To do
From the records below, extract every line from the one containing "large glass window?" through the one containing "(836, 286), (863, 375)", inclusive, and reproduce each line exactly. Omit the pictures from your answer.

The data
- - - - -
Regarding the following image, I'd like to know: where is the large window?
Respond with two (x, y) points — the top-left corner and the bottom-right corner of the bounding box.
- - - - -
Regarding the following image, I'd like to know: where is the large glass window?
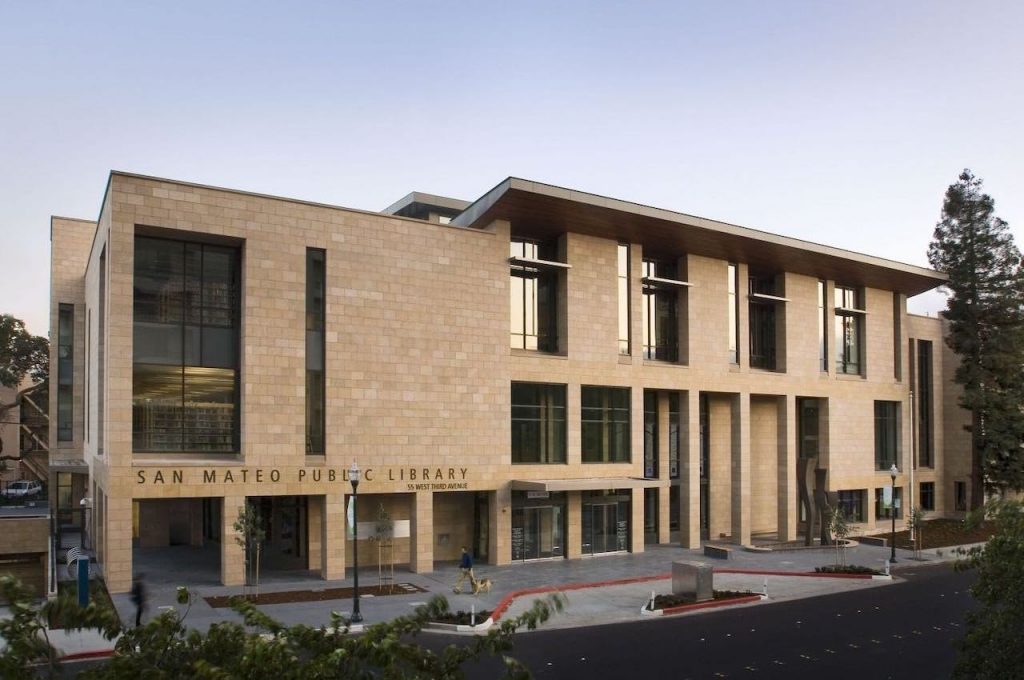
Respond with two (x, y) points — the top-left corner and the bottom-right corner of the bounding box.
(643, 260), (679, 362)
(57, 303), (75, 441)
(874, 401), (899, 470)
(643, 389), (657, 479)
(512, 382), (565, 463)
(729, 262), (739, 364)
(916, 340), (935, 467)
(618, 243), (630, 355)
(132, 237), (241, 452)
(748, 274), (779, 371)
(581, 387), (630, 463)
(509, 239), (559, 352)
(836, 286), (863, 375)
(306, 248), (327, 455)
- - - - -
The output
Regarding the following image, I'd like to know: where is the large glass window?
Respond with two (x, y) points — the top-left corner and the bottom-right corner of the bounding box.
(643, 260), (679, 362)
(57, 303), (75, 441)
(874, 401), (899, 470)
(643, 389), (657, 479)
(512, 382), (565, 463)
(729, 262), (739, 364)
(916, 340), (935, 467)
(618, 243), (630, 355)
(132, 237), (241, 452)
(748, 274), (779, 371)
(581, 387), (630, 463)
(509, 239), (559, 352)
(836, 286), (863, 375)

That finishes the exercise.